The Company shall provide to the City information regarding any failure by the
Company to comply with any provision of this Agreement or of any applicable customer
or consumer service standards promulgated or in effect in the City's jurisdiction at any
point during the term of this Agreement.
(c) Notwithstanding the foregoing, the City's consent shall not be required in
connection with:
(i) The intracorporatc transfer from one wholly-owned subsidiary to
another wholly-owned subsidiary of a parent corporation;
(ii) Any transfer in trust, a mortgage, or other instrument of
hypothecation of the assets of the Company, in whole or in part, to secure an
indebtedness, provided that such pledge of the assets of the Company shall not
impair or mitigate the Company's responsibility and capability to meet all its
obligations under the provisions of this Agreement;
(iii) Any sale or other transfer by the Company of worn out, obsolete
equipment or property no longer required by the Company in connection with its
operations in the normal course of business; or
(iv) interconnection or use agreements pursuant to which the Company
Facilities may be used by another entity providing telecommunication services
within the City, provided that any such other entity has obtained a franchise from
the City.
(d) The consent or approval of the City to any transfer by the Company shall
not constitute a waiver or release of any rights of the City in or to its Right-of-Way and
any transfer shall by its own terms be expressly subject to the terms and conditions of this
Agreement.
(e) A sale, transfer or assignment of this Agreement may not be approved
without the Proposed Transferee becoming a signatory to this Agreement by executing an
unconditional acceptance of this Agreement.
(f) For purposes of this Article IX, the following terms shall have the
following meanings:
(i) "Control" or "Controlling Interest" means actual working control
in whatever manner exercised, including, without limitation, working control through
ownership, management, debt instruments or negative control, as the case may be, of the
Company Facilities or of the Company. A rebuttable presumption of the existence of
Control or a Controlling Interest shall arise from the beneficial ownership, directly, by
any person, or group of persons or entities acting in concert, of more than fifty percent
(50%) of the Company. '`Control" or "Controlling Interest" as used herein may be held
simultaneously by more than one Person.
(ii) "Person" means any individual, sole proprietorship, partnership,
association or corporation, or any other form of organization, and includes any
natural person.
(iii) "Proposed Transferee" means a proposed purchaser, transferee,
lessee, assignee or person acquiring ownership or control of the Company.
ARTICLE X
EARLY TERMINATION OR REVOCATION
OF FRANCHISE
10.1 Grounds for Termination. The City may terminate or revoke this
Agreement and all rights and privileges herein provided for any of the following reasons:
(a) The Company fails to make timely payments of the Franchise Fee as
required under Article II of this Agreement, or any other fee due to the City under the
terms of this Agreement, and does not correct such failure within twenty (20) business
days after receipt of written notice by the City of such failure.

Data block >>
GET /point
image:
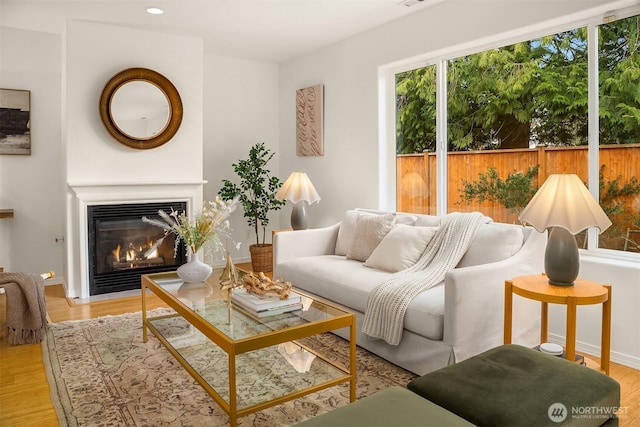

Work required >>
Reproduce word for word the passage of the franchise agreement excerpt that begins at the words "(e) A sale, transfer" and stops after the words "acceptance of this Agreement.".

Finished answer >>
(e) A sale, transfer or assignment of this Agreement may not be approved
without the Proposed Transferee becoming a signatory to this Agreement by executing an
unconditional acceptance of this Agreement.